# Textabschnitt
Alternative Präsenz
Vor zehn Jahren organisierten Aktivisten verschiedener Kuba-Solidaritätsgruppen und engagierte Kleinverlage – als Antwort auf einen Boykott der »13. Internationalen Buchmesse 2004« durch die rot-grüne Bundesregierung – eine alternative Vorstellung deutscher Publikationen in Havanna.
Wegen angeblicher »Verschlechterung der Menschenrechte« auf der sozialistischen Karibikinsel hatte Berlin eine bereits angenommene Einladung als Ehrengastland zur größten Literaturveranstaltung in der Region später wieder ausgeschlagen. Selbst die konservative Frankfurter Allgemeine Zeitung kritisierte damals: »Mit der preiswerten Kuba-Sanktion hat (Bundeskanzler) Schröder beim amerikanischen Präsidenten verlorene Sympathien zurückgewonnen. An diesem Schritt gibt es nichts zu bewundern. Eben deshalb verdient die Aktion der Tageszeitung junge Welt und mehrerer deutscher Verlage, Deutschland in Kuba zu repräsentieren, einigen Respekt. «
Tatsächlich wurde die Anbiederung von SPD und Grünen beim Kuba-Gegner George W. Bush zum Bumerang. Unmittelbar nach dem Kulturboykott gründeten engagierte Verlage, Zeitungen, Gewerkschafter und Solidaritätsorganisationen in Berlin das »Büro Buchmesse Havanna«, das die Präsenz der Bundesrepublik auf der Buchmesse in Havanna garantierte. Zu den Initiatoren gehörten Cuba Sí, der Verlag 8. Mai und junge Welt. In den Folgejahren beteiligten sich jeweils bis zu 60 Verlage mit ihren Produkten. Ihr Auftritt war damit größer und wurde vom kubanischen und internationalen Publikum stärker beachtet, als die zuvor von der »Frankfurter Buchmesse« organisierte offizielle Landesschau der BRD. Die FAZ schrieb vor zehn Jahren anerkennend: »Die literarischen Großverlage haben sich desinteressiert abgewandt, während kleine, die unter gewöhnlichen Umständen niemals nach Havanna gekommen wären, die hohen Kosten für Organisation und Transport fast allein gestemmt haben.«
Der gescheiterte Boykott wurde einige Jahre später denn auch kleinlaut beendet. Seit 2008 darf sich die »Frankfurter Buchmesse« im Auftrag des Auswärtigen Amtes wieder offiziell an dem Literaturfestival in Kuba beteiligen, obwohl sich die feindselige Politik der Bundesregierung gegenüber dem ersten sozialistischen Staat Amerikas kaum verändert hat. Das Interesse der Besucher an alternativer Präsenz, die weiter aufrechterhalten wird, ist deswegen nach wie vor groß.

# Aufgabenstellung
Aktualisiere im Text über die alternative Präsenz in Havanna die Passage, die mit „Alternative Präsenz“ beginnt und mit „Publikationen in Havanna.“ endet, und ersetze darin „Kleinverlage“ durch „unabhängige Verlage“. Gib die geänderte Passage vollständig wieder.

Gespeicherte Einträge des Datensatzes
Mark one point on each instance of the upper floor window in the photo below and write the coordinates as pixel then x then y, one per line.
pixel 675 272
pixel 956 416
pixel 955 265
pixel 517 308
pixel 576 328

--

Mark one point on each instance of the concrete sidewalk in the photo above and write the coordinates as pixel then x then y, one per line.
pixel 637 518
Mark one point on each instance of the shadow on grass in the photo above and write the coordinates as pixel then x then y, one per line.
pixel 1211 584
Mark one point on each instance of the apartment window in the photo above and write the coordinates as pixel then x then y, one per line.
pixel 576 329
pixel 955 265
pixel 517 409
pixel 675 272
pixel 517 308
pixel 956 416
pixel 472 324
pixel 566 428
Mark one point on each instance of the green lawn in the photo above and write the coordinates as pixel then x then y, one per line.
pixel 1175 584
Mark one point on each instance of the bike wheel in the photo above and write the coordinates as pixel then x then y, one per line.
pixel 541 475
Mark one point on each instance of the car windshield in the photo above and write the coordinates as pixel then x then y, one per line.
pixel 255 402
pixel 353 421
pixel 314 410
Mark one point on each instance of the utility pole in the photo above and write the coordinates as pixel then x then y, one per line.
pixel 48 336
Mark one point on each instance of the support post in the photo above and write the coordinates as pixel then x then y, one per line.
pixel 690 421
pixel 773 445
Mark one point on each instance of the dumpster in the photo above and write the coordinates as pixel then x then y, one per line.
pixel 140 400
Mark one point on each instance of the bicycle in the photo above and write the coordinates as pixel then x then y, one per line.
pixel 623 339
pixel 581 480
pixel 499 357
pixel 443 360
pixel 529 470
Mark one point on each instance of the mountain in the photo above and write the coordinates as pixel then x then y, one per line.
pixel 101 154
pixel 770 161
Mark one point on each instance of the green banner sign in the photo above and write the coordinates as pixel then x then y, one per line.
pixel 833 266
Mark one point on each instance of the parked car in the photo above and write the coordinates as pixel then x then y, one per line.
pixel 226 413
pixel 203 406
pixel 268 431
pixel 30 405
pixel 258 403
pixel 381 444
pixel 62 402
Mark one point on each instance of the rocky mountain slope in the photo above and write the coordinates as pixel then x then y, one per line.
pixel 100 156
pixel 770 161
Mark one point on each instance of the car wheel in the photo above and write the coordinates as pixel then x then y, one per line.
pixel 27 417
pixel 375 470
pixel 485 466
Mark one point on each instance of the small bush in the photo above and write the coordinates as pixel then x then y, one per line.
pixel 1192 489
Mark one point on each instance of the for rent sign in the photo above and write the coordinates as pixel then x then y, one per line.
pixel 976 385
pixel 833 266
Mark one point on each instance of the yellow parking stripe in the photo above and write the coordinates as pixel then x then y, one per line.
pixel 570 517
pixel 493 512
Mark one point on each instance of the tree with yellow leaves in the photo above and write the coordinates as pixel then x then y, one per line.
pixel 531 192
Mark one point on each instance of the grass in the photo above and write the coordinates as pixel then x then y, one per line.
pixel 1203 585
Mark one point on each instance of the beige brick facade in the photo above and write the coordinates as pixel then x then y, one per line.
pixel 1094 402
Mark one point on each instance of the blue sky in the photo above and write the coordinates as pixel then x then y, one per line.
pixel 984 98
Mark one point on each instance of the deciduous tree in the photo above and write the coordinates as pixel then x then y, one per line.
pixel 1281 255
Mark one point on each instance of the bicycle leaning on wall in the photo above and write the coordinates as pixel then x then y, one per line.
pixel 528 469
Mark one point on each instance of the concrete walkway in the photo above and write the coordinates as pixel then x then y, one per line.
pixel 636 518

# Lösung
Alternative Präsenz
Vor zehn Jahren organisierten Aktivisten verschiedener Kuba-Solidaritätsgruppen und engagierte unabhängige Verlage – als Antwort auf einen Boykott der »13. Internationalen Buchmesse 2004« durch die rot-grüne Bundesregierung – eine alternative Vorstellung deutscher Publikationen in Havanna.